● DOCUMENT:
------------------------------
Tussen verfrissing en vergrijzing
door Yoeri van den Busken
AMSTERDAM - Bliksemsnel corrigeerde hij zichzelf. Terugkijkend op een voor hem ambivalente start van het Europees kampioenschap begon Wesley Sneijder beleefd. "Het was even een kleine teleurstelling." Maar hij had al meteen in de gaten dat niemand dit zou geloven. Een voetballer die zó gebrand was op het duel tegen Duitsland, kan niet een klein beetje ontgoocheld zijn. Sneijder keek eerst naar de grond, toen omhoog en gaf toe: "Eigenlijk was het een grote teleurstelling."
Het is de reactie van een jonge speler die vindt dat hij nog geen recht van spreken heeft, maar die wel op zijn tong moet bijten. Enerzijds begrijpelijk, soms ook jammer. Er zijn al genoeg internationals die geen brood zien in het beleid van de bondscoach, maar nooit met de vuist op tafel durven slaan. Gisteren, na een bezoek aan de 'uitslaapkamer' in Albufeira, kroop een aantal weer zonder iets te zeggen in de bus. De sfeer wordt bepaald door het resultaat. Verlies zou wellicht iets hebben losgemaakt. Thans bevindt iedereen zich nog op neutraal terrein.
Oranje wordt door tientallen prominenten gevolgd in Portugal, en door miljoenen zelfbenoemde bondscoaches in Nederland. Vaak zijn de meningen verdeeld, maar na de eerste wedstrijd in Porto viel vooral de eensgezindheid in de commentaren op. Dick Advocaat is onnavolgbaar geworden, en niet in positieve zin. Niet voor het eerst moest het elftal na een ontluisterende eerste helft, de eerste tien minuten daargelaten, omgegooid worden. Advocaat heeft opnieuw aangetoond een behoudende twijfelaar te zijn die geen keuzes kan maken en ergens bengelt tussen verfrissing en vergrijzing.
Het gesol met Sneijder is illustratief voor het gezwabber. Sinds het begin van de voorbereiding had Advocaat al zijn bedenkingen. Hij vreesde dat 'young Wesley' de fysieke strijd zou gaan verliezen, terwijl Sneijder het juist omdraaide en van mening was dat Duitsland achter Nederland moest aanlopen.
------------------------------
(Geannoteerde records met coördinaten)
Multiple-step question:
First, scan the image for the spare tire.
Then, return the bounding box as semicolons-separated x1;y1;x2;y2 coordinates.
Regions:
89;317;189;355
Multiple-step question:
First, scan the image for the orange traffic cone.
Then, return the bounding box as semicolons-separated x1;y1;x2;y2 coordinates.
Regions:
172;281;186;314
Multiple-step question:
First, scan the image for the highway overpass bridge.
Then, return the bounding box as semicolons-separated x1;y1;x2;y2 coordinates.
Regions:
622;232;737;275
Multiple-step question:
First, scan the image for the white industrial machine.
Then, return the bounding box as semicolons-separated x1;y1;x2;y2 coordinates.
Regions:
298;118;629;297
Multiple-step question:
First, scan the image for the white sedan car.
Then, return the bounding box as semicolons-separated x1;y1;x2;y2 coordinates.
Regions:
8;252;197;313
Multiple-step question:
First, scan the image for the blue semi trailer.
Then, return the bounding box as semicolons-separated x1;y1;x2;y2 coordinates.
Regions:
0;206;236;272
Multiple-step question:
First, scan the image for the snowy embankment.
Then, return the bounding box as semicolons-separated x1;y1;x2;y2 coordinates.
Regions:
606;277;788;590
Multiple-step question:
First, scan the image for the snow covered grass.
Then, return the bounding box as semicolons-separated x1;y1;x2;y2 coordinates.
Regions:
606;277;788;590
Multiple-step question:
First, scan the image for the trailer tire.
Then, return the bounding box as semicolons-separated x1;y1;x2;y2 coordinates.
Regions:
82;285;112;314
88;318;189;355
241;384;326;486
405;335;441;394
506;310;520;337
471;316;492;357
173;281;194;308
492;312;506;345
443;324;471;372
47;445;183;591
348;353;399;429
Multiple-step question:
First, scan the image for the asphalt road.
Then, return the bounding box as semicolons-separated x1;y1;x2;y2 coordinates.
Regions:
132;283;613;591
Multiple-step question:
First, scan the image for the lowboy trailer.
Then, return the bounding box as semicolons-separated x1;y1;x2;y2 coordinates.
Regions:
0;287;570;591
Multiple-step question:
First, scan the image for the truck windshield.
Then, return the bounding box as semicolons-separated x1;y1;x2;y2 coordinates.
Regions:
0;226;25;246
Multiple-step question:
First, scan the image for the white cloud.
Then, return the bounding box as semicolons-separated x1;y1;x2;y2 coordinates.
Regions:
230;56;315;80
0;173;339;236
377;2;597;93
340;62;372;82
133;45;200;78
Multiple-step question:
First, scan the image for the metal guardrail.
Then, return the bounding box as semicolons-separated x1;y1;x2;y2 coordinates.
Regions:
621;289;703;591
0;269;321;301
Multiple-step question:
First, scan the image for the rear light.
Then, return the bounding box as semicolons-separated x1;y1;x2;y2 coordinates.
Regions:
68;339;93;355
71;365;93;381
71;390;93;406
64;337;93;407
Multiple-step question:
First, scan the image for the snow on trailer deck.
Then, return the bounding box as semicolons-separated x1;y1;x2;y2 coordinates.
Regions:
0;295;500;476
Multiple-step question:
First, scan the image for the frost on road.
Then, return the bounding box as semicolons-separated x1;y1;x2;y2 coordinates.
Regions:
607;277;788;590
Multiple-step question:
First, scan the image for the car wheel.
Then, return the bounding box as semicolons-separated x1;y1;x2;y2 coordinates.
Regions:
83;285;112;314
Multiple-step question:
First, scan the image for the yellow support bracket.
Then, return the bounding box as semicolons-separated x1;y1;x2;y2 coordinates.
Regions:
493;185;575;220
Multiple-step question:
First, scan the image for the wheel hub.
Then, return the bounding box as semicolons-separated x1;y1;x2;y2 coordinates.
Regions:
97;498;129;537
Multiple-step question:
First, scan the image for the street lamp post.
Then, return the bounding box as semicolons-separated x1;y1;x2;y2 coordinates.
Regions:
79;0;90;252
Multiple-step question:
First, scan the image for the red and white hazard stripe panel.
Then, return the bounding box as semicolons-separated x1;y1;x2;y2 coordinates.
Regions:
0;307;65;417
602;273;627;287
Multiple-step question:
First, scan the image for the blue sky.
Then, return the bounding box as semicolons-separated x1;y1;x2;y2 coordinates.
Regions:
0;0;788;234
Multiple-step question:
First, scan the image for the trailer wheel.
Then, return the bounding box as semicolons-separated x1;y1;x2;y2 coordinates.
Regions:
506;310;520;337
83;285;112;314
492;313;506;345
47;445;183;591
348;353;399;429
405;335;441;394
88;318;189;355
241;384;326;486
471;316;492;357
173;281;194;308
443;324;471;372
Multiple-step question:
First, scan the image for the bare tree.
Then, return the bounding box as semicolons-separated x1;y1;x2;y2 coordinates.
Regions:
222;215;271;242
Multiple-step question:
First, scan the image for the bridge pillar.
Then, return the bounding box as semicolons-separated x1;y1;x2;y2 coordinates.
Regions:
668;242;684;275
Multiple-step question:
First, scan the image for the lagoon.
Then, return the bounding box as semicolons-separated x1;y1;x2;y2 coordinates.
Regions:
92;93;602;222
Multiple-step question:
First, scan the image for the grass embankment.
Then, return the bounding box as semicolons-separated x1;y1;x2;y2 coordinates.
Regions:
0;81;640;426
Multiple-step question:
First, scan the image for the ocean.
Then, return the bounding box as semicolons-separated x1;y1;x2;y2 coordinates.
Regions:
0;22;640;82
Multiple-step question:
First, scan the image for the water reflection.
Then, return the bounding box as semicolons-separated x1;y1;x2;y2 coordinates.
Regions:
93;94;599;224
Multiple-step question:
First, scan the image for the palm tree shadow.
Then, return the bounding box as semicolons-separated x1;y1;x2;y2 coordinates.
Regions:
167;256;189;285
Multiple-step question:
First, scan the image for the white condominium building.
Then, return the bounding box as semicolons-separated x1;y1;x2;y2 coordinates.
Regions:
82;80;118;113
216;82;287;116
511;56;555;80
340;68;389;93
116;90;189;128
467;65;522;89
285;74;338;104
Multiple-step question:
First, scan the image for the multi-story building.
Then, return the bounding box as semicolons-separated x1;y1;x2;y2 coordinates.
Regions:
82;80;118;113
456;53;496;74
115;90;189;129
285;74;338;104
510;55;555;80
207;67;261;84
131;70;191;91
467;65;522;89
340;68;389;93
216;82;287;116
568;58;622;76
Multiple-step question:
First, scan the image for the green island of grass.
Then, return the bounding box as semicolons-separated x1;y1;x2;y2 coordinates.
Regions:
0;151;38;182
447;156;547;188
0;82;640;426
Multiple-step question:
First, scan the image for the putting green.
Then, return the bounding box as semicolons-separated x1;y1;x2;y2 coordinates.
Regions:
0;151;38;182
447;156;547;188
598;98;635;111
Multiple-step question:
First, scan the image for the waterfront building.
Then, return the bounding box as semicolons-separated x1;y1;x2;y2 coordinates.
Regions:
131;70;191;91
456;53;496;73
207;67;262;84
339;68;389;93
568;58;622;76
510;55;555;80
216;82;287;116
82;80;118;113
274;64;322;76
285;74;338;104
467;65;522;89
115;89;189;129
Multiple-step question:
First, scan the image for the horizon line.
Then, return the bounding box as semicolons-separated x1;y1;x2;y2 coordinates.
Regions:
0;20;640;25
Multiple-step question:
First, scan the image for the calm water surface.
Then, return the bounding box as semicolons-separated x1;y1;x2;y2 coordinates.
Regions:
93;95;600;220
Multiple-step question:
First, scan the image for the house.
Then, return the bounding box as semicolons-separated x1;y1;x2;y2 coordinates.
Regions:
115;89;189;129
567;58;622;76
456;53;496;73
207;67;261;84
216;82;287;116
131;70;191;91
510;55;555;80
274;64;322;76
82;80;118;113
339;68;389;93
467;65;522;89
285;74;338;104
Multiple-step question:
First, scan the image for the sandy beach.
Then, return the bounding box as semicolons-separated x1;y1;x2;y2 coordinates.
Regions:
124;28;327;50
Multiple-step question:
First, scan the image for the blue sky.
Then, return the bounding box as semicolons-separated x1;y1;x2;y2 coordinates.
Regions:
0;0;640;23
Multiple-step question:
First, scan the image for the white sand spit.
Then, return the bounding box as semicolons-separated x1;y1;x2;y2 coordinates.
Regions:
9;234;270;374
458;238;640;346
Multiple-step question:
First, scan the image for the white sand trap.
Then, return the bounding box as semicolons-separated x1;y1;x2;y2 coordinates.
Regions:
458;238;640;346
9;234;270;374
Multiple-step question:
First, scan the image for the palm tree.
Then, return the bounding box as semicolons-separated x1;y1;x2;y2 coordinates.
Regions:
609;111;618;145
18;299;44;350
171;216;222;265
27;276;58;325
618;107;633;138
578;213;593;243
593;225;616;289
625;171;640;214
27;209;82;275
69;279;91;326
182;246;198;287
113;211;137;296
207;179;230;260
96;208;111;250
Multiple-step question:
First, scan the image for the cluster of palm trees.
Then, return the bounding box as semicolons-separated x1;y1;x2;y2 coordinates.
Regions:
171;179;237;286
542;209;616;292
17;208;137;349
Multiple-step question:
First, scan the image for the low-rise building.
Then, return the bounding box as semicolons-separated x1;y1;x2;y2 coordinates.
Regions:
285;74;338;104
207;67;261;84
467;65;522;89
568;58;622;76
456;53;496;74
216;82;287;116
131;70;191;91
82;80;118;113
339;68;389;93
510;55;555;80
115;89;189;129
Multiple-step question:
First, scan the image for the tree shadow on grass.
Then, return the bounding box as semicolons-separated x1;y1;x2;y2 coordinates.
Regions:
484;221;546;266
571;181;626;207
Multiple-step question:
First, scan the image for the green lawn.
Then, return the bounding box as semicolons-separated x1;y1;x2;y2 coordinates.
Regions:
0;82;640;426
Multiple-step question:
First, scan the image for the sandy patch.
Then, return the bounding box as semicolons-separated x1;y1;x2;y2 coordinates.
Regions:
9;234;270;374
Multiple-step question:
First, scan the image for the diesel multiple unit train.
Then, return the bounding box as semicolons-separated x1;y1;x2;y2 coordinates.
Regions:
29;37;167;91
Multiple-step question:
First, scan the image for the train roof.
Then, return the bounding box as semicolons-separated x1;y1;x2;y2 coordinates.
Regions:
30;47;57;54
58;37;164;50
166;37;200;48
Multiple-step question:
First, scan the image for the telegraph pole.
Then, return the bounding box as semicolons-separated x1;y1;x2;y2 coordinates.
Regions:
------------------------------
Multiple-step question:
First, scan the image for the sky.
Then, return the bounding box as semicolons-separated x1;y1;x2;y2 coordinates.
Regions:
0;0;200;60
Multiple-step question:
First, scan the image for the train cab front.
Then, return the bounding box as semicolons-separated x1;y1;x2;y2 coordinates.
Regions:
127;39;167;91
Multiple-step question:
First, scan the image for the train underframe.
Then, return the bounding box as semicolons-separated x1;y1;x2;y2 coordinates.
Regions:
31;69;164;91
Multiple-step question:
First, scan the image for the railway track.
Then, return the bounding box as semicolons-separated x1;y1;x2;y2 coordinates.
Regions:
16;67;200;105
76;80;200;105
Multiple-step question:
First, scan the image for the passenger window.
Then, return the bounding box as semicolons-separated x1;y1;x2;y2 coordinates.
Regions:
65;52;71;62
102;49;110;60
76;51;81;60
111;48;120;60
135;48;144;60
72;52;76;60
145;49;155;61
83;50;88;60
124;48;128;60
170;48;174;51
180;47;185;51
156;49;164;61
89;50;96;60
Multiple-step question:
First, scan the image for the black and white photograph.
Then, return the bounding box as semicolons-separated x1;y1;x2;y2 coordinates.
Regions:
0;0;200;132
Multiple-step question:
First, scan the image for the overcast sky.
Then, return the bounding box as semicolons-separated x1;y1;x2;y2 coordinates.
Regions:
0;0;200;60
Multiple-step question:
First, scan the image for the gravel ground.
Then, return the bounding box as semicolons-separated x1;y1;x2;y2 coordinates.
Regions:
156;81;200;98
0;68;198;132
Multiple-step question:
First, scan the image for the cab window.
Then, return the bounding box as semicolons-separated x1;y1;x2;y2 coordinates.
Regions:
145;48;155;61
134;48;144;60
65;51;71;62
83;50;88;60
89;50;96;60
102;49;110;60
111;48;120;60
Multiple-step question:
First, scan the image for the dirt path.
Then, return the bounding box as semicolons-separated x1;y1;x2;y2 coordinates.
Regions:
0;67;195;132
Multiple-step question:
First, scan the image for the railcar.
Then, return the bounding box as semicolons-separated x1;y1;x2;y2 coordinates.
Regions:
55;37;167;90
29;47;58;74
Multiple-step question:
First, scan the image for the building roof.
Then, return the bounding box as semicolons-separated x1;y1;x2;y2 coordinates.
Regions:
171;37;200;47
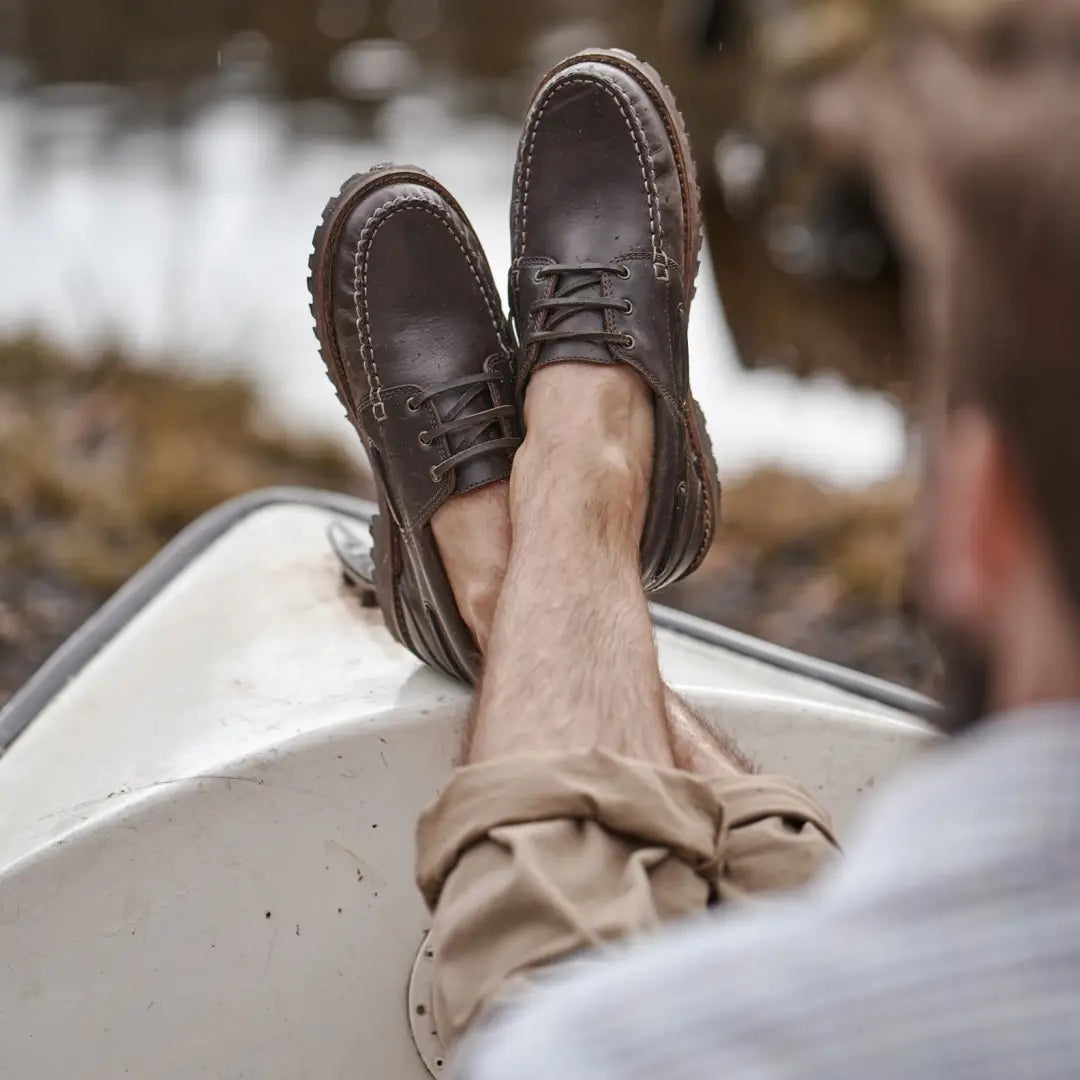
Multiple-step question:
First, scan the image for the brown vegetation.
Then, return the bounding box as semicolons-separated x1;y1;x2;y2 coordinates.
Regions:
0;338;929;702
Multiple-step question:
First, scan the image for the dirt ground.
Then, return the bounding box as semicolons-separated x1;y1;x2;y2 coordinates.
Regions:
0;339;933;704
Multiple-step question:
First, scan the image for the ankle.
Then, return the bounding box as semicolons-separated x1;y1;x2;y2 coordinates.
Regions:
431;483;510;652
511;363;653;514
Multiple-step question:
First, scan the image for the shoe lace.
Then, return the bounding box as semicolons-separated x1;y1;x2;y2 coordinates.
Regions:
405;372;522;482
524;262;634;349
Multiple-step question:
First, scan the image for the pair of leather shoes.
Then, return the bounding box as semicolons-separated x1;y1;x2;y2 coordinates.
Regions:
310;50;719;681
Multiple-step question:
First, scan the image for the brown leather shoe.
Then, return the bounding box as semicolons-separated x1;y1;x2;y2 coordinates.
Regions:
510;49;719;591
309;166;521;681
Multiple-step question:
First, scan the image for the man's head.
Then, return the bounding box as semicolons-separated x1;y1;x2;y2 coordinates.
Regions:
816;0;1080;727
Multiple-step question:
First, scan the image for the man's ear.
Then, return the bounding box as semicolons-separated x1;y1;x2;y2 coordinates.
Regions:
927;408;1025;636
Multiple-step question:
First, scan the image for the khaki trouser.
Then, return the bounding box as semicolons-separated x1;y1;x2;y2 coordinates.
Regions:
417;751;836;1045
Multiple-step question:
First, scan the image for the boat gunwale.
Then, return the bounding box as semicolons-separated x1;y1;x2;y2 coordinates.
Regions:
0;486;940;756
------------------------------
● OPDRACHTEN:
**a.** Stemmen deze uitspraken overeen met het artikel over Oranje? (i) Sneijder sprak eerst van een kleine teleurstelling. (ii) De eerste wedstrijd werd in Albufeira gespeeld. (iii) Advocaat was bang dat Sneijder de fysieke strijd zou verliezen. Beantwoord elk met ja of nee en citeer de beslissende woorden uit het artikel.
**b.** Hoe noemt het artikel over Oranje de plek in Albufeira die het elftal gisteren bezocht?

● ANTWOORDEN:
**a.**
(i) Ja: "Het was even een kleine teleurstelling."
(ii) Nee: "na de eerste wedstrijd in Porto"
(iii) Ja: "Hij vreesde dat 'young Wesley' de fysieke strijd zou gaan verliezen"

**b.** De 'uitslaapkamer'.